------ MATERIAL PROVIDED ------

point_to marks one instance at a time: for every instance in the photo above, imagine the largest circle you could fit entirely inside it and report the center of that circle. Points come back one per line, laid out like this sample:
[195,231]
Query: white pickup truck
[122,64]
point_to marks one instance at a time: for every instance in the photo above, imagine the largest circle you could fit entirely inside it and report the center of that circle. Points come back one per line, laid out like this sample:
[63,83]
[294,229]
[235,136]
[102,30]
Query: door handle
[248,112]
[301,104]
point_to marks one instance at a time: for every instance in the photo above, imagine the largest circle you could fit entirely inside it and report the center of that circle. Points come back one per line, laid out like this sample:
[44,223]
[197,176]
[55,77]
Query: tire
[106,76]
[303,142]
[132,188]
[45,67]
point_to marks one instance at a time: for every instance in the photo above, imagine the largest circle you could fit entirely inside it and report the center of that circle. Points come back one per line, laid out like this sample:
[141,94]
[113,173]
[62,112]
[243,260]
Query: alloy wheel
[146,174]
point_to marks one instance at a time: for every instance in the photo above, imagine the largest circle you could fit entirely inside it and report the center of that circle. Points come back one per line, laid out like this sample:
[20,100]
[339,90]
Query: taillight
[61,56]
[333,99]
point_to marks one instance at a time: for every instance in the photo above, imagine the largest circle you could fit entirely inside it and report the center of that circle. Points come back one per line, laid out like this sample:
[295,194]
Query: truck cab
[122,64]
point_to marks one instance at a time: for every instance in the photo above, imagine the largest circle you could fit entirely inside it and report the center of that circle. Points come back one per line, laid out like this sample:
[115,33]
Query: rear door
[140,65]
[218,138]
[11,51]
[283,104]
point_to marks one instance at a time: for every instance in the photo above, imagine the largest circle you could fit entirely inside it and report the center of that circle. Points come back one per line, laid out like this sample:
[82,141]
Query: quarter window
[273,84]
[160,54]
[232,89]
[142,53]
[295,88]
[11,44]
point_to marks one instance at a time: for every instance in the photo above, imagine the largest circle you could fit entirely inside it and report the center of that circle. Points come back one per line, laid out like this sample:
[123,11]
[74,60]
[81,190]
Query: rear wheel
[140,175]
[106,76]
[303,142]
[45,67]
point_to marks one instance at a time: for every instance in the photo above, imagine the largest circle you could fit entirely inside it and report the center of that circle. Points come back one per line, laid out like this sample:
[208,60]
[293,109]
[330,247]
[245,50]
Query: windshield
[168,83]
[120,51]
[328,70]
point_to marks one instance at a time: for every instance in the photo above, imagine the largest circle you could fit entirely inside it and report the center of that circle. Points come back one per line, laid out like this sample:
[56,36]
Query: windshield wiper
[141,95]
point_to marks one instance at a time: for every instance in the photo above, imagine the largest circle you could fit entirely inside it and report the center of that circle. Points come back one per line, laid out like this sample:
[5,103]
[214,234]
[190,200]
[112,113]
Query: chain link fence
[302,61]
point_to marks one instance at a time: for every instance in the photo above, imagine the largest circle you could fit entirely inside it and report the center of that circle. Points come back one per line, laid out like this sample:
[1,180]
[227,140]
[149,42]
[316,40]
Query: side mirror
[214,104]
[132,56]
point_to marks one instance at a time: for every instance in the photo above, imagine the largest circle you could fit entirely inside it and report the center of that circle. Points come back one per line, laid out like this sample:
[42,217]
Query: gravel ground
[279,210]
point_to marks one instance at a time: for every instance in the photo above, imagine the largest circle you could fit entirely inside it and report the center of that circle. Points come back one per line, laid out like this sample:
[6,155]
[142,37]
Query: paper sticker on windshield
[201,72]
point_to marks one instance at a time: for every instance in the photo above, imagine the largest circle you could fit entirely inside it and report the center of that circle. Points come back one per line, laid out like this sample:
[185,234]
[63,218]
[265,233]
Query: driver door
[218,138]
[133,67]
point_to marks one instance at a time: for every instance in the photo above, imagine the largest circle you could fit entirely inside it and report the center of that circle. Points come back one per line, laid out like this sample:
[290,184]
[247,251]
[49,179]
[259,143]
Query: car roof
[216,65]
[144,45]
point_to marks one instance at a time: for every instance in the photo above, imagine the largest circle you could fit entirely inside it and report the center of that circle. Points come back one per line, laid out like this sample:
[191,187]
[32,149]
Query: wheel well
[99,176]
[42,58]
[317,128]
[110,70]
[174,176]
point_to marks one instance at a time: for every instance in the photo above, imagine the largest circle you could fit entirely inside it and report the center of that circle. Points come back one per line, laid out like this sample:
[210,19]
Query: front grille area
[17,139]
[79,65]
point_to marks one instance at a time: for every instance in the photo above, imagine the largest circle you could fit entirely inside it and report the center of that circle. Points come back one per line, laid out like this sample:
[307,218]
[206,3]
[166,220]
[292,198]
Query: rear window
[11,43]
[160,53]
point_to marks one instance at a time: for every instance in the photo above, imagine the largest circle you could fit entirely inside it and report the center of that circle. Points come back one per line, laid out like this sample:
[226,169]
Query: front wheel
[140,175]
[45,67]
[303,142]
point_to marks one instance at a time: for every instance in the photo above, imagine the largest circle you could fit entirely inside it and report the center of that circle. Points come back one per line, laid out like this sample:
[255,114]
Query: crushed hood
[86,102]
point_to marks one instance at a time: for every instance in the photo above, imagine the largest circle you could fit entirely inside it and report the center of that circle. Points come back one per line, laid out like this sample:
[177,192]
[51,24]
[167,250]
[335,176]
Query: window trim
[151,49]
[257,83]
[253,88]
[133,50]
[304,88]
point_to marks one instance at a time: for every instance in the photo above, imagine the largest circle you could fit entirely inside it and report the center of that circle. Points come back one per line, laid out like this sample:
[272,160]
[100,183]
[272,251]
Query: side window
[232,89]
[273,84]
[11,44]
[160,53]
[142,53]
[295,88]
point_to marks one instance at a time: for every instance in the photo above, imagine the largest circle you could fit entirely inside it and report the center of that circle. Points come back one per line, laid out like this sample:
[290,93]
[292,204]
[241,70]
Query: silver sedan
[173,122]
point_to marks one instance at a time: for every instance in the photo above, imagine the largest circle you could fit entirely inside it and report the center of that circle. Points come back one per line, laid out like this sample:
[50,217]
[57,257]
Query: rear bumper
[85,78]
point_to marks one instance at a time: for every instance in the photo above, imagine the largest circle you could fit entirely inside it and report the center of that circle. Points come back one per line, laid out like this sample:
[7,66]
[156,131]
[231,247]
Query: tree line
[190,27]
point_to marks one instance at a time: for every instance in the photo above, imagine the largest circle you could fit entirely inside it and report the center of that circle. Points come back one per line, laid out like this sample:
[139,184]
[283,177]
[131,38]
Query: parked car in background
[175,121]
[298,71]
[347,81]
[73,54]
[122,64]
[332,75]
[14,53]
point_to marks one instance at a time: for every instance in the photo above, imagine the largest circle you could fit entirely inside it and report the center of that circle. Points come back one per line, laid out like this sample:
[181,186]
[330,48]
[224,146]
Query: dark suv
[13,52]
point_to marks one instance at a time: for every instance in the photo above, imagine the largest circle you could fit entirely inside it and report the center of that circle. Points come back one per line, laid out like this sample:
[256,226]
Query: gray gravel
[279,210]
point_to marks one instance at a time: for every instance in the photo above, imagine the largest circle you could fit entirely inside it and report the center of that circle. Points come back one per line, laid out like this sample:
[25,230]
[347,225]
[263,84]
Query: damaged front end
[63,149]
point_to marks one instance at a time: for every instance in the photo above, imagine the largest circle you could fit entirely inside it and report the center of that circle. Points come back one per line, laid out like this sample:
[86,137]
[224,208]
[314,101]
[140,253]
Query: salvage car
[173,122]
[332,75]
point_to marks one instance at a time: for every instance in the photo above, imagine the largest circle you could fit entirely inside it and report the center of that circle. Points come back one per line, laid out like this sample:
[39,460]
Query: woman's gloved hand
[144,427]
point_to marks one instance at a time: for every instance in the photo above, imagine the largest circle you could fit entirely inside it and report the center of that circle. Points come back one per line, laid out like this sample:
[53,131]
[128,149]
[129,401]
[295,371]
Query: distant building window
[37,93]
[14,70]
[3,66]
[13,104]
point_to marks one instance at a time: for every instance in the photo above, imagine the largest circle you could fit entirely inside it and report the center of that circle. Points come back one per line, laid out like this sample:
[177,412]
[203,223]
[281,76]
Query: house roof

------

*PROBLEM DESCRIPTION:*
Copy out each line of the rows above that contains the string "front". Case counts.

*SOLUTION:*
Query: front grille area
Query: front wheel
Query: damaged front end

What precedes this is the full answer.